Unlike corn, the entire mass of the plant (not just the corn) must be transported from the field where the cane grew. This means the fields must be less than about 200 miles from the alcohol production plants. Cane is bulky and a truck load is of too low value to transport most of it even 100 miles. Likewise these distillation plants are near the main cities to keep fuel truck delivery to market cost low. As the closest part of the Amazon Rain forest is more than 800 miles away from the main cities, "big oil" lies when telling that a switch to sugar cane alcohol would destroy the rain forests of the world.

There is enough abandon pasture to supply the alcohol needs of all cars that could be using liquid fuel ten years from now. (Conversion of a gasoline car to one using pure alcohol cost less than 1% of the cost of Tesla's not yet available cheaper EV.) I suggest a decade for full switch from gasoline to pure alcohol as many more distillation facilities need to be built, mainly in Africa where labor is cheap, for cutting and planting cane. Many now living out-side of the cash economy there would become buyers of 1st world products. - A win/win change for all but big oil.

#### EXERCISE SET
a. Could you print the sugar cane text from "Unlike corn, the" up to and including "of the world.", word for word?
b. Which distances in miles does the sugar cane text mention? List each one.

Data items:
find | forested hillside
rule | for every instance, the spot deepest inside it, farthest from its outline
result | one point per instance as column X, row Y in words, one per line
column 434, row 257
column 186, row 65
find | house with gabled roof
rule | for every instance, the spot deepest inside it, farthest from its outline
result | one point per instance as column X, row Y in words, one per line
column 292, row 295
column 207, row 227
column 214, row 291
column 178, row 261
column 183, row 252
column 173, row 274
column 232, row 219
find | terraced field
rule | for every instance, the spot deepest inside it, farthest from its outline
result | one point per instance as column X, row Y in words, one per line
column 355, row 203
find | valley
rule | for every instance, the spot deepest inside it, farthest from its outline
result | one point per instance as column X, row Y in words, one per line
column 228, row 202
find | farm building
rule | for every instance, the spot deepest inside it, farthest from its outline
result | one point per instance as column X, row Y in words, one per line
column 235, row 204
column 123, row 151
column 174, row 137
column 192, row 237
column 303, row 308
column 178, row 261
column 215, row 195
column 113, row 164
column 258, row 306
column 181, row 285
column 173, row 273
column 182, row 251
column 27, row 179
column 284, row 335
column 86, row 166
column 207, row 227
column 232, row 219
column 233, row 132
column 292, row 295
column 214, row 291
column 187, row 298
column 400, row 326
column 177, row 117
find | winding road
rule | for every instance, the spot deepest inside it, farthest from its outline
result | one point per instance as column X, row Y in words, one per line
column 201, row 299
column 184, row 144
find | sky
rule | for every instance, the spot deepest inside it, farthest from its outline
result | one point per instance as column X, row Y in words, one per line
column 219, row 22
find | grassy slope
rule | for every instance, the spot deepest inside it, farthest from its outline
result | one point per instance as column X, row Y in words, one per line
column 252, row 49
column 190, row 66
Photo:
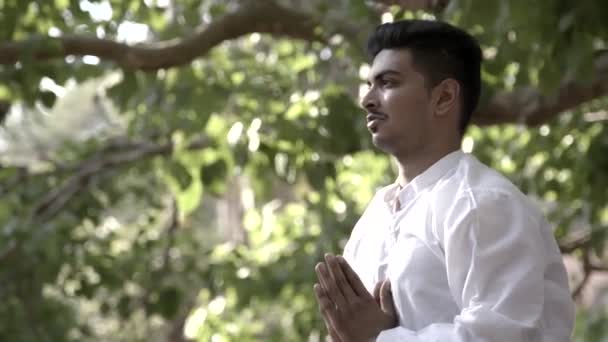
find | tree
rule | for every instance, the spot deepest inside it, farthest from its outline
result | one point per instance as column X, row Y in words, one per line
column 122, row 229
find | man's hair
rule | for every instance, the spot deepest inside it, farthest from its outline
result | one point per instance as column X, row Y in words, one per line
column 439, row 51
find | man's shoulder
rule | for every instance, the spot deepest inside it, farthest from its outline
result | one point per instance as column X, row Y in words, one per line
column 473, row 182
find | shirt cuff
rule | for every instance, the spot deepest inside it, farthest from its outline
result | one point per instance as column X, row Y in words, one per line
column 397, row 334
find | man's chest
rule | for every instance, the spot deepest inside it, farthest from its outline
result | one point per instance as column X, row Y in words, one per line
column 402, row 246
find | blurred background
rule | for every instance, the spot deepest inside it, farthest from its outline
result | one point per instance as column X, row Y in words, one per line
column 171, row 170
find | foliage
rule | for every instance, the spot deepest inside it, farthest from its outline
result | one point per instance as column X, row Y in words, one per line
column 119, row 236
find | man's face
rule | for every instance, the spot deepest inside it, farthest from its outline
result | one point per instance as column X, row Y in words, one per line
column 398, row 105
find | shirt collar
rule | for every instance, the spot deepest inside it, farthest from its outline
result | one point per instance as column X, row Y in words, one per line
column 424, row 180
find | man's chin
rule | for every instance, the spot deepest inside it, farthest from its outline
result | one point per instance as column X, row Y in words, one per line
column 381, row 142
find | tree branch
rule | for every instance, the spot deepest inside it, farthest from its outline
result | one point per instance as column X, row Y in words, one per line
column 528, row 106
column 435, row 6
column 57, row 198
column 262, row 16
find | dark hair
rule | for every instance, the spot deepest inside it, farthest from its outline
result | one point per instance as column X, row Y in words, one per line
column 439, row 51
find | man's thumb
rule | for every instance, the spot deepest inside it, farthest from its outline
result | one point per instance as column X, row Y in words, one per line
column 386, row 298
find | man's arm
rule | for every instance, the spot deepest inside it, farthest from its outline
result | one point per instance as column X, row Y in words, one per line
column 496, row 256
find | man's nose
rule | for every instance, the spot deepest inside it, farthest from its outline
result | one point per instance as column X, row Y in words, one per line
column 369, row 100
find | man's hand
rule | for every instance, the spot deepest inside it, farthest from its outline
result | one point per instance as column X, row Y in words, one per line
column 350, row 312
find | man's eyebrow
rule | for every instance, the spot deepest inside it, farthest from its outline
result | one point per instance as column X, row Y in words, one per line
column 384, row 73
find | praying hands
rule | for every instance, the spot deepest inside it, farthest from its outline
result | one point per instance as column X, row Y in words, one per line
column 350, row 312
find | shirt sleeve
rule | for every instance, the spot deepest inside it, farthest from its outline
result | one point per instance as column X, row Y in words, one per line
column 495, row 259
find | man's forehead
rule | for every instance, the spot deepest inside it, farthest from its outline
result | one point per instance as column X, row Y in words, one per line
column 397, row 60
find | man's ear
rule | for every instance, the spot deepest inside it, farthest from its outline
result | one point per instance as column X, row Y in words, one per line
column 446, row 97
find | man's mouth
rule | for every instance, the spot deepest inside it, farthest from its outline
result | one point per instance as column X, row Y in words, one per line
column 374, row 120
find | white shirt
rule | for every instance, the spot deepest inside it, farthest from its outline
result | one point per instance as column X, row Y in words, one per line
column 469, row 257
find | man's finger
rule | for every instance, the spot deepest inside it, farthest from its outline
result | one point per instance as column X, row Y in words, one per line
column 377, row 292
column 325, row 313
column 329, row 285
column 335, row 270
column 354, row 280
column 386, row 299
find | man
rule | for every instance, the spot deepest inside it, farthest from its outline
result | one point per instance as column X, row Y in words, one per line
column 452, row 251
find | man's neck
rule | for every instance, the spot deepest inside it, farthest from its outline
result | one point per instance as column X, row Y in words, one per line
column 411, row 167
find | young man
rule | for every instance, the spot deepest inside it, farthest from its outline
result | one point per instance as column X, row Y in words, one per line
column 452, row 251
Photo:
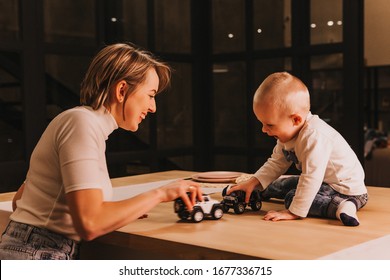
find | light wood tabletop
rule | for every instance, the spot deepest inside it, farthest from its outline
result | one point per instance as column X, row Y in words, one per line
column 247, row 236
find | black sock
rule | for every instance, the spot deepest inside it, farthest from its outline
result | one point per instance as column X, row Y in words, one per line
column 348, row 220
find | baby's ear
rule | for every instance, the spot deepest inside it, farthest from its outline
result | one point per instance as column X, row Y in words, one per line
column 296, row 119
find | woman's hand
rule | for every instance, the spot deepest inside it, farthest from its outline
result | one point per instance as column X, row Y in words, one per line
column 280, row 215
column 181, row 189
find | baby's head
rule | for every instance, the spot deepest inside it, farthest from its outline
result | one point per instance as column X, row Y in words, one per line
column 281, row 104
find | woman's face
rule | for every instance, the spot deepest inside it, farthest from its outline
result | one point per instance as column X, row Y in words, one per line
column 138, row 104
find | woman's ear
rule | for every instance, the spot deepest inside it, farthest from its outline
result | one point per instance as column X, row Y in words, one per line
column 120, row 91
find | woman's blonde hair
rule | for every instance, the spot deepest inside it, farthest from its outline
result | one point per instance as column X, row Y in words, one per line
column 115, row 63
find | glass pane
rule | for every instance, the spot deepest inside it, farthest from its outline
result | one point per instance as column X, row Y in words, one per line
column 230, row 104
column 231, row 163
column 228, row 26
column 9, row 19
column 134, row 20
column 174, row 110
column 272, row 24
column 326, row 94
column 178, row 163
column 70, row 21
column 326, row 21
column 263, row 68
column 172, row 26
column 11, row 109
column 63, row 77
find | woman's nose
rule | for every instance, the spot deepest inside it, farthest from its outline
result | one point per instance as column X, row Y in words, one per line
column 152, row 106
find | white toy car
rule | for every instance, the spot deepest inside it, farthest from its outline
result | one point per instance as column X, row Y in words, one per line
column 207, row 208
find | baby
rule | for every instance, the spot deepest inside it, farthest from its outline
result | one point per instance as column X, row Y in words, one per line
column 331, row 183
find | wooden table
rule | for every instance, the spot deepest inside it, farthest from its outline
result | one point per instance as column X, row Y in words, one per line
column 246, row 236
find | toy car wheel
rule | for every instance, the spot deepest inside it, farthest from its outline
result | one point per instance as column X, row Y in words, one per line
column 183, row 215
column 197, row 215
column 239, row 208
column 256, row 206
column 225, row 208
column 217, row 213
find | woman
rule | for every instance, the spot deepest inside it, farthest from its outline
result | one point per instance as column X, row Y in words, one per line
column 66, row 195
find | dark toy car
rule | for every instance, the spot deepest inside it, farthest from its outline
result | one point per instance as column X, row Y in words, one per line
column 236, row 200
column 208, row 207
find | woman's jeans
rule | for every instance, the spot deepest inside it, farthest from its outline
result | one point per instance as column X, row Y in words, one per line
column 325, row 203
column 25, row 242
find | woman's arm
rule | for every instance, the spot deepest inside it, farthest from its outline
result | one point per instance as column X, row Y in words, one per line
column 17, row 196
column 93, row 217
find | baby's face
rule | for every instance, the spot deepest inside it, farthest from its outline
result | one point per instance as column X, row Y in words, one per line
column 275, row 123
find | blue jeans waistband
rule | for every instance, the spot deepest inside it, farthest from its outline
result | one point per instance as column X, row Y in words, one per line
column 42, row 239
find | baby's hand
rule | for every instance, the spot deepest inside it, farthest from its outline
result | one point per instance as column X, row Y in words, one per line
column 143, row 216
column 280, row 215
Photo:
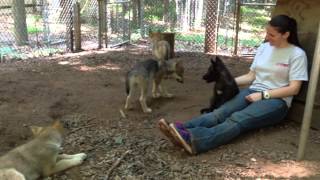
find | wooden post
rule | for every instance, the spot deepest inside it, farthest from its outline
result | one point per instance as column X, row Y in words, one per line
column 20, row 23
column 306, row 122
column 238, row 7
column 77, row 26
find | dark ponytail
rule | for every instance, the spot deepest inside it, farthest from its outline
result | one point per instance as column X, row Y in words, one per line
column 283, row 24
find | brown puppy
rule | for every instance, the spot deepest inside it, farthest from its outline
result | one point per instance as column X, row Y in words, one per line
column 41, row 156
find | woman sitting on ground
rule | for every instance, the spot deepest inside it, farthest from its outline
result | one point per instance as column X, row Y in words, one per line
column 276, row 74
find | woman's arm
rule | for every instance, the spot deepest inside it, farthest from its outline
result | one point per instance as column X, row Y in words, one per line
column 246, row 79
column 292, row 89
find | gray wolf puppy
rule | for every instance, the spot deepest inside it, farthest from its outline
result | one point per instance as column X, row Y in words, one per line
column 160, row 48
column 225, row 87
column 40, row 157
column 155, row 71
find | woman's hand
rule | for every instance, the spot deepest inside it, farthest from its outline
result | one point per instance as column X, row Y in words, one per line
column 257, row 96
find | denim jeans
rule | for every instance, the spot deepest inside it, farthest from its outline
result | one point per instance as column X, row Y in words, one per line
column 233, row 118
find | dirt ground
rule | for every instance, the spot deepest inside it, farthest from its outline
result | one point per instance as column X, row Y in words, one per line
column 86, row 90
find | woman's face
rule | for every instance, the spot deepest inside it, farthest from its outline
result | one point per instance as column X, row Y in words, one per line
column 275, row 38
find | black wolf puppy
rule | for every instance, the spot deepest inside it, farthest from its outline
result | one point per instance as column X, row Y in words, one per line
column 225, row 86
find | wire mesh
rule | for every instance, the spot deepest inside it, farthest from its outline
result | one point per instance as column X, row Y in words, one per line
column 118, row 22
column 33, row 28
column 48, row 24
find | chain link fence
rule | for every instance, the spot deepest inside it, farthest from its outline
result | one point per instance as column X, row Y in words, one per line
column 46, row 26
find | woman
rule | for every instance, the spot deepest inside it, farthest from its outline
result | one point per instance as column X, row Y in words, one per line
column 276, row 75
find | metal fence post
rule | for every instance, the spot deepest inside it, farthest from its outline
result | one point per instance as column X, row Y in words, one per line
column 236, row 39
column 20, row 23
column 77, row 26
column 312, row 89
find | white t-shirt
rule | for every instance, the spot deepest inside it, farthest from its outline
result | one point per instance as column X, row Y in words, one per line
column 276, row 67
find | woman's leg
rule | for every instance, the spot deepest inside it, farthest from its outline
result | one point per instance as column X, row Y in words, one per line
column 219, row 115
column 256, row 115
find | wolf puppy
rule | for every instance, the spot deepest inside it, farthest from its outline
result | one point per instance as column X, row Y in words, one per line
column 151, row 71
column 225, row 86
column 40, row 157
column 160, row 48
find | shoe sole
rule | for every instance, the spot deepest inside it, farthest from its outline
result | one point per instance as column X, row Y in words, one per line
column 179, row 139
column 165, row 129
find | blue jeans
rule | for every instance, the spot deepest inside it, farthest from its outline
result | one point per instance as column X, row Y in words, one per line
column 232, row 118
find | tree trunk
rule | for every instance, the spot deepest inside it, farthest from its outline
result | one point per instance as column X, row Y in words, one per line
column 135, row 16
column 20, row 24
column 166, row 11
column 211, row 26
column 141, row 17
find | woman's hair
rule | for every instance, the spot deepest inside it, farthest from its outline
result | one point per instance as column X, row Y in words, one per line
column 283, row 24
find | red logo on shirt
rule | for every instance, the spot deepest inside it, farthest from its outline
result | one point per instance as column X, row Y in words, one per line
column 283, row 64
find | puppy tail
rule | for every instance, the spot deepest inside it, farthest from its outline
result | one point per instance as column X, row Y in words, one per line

#### ANSWERS BELOW
a.
Unlike corn, the entire mass of the plant (not just the corn) must be transported from the field where the cane grew. This means the fields must be less than about 200 miles from the alcohol production plants. Cane is bulky and a truck load is of too low value to transport most of it even 100 miles. Likewise these distillation plants are near the main cities to keep fuel truck delivery to market cost low. As the closest part of the Amazon Rain forest is more than 800 miles away from the main cities, "big oil" lies when telling that a switch to sugar cane alcohol would destroy the rain forests of the world.

b.
- about 200 miles
- 100 miles
- more than 800 miles